* **Selected text**:
[Start of section]

The Breakfast Table

“If executions aren’t a deterrent, and if they don’t lead to closure, what good are they?’

Dear Atul,

I am glad to hear that you don’t go to doctors (or dentists) much yourself. This is not unusual in your profession, is it? I remember one doctor, the gerontologist Michael Freedman, telling me that doctors almost never take medications, either. His basic line was, doctors know that drugs don’t really work, but patients always want something to show for the visit, so out comes the prescription pad.

I am impressed with your wonderfully clear description of the endarterectomy, particularly so soon after completing it. I would like to ask you at least as many questions about surgery as you would about reporting. (And by the way, I don’t do much “hard news” reporting, preferring the peripheral terrain of “odd stories that other people won’t necessarily write about, and for good reason.”) You wrote that wonderful piece for The New Yorker about the usually unspoken need for surgeons to practice on patients. What do you think about the new rules being put together by the Office of Human Research Protection that would make it easier to do experiments on children? It looks like the advisory panel will suggest that children can be enrolled in experiments even if there’s more than minimal risk and even if the children do NOT stand to benefit from the procedure on trial, a marked departure from existing requirements. When surgeons do surgery on children, is it any different than when they do surgery on adults? Are you less likely to use experimental or innovative procedures on kids?

[End of section]

* **What is needed**: Please repeat the letter from "The Breakfast Table" to "the prescription pad.", swapping "doctors" for "physicians" each time it appears.

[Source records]
[Start of section]

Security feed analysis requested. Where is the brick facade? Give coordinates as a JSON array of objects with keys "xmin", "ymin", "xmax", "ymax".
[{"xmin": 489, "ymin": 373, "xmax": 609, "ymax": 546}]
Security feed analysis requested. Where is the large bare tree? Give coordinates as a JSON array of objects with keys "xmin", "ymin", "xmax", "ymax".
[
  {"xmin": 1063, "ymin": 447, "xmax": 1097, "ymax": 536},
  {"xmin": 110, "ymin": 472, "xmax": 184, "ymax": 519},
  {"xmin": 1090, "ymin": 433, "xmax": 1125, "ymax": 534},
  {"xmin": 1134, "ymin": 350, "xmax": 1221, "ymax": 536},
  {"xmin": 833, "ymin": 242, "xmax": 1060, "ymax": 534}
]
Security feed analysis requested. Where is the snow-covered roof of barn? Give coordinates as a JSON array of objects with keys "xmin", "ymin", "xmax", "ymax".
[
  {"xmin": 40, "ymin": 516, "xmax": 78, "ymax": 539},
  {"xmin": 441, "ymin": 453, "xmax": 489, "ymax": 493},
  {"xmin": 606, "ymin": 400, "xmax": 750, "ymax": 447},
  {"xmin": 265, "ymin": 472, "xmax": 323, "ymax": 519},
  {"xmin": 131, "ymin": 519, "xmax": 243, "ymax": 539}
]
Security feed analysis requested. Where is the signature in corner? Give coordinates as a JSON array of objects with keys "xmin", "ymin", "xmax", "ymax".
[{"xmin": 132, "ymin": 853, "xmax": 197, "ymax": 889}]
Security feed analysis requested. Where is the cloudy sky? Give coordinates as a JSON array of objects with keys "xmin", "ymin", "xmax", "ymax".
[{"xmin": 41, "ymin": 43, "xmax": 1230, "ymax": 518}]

[End of section]

* **Written response**:
The Breakfast Table

“If executions aren’t a deterrent, and if they don’t lead to closure, what good are they?’

Dear Atul,

I am glad to hear that you don’t go to physicians (or dentists) much yourself. This is not unusual in your profession, is it? I remember one doctor, the gerontologist Michael Freedman, telling me that physicians almost never take medications, either. His basic line was, physicians know that drugs don’t really work, but patients always want something to show for the visit, so out comes the prescription pad.